**Exercise aim:** Rewrite every row, swapping "white figure skate" for "black hockey skate" and keeping everything else the same. Leave the pictures out.

Location identification entries:

-- Start --

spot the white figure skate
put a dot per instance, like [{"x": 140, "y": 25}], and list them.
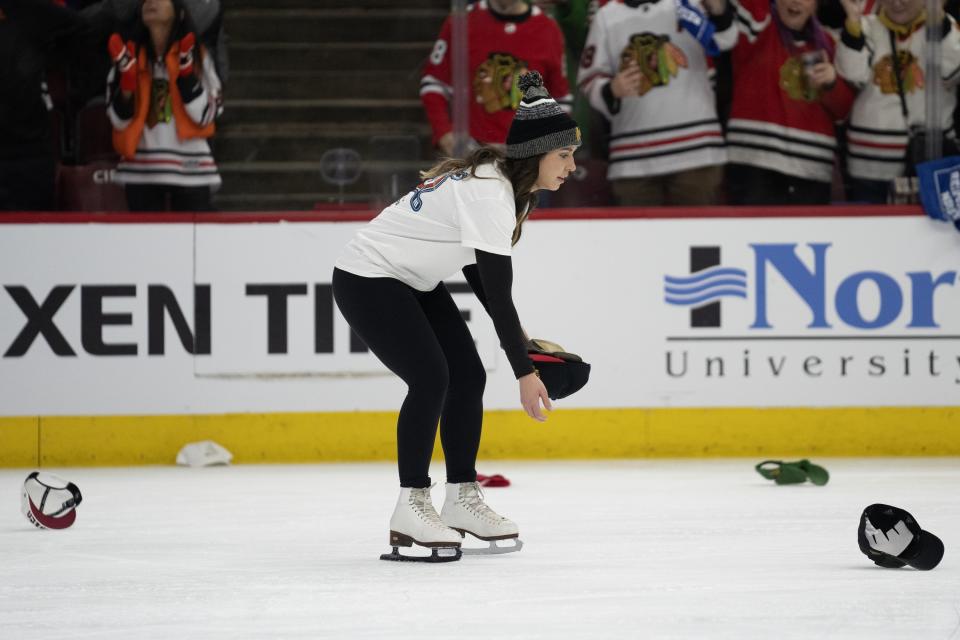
[
  {"x": 415, "y": 521},
  {"x": 465, "y": 511}
]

-- End --

**Final result:**
spot the black hockey skate
put a dot per instance, like [{"x": 140, "y": 25}], and list them.
[
  {"x": 415, "y": 521},
  {"x": 465, "y": 511}
]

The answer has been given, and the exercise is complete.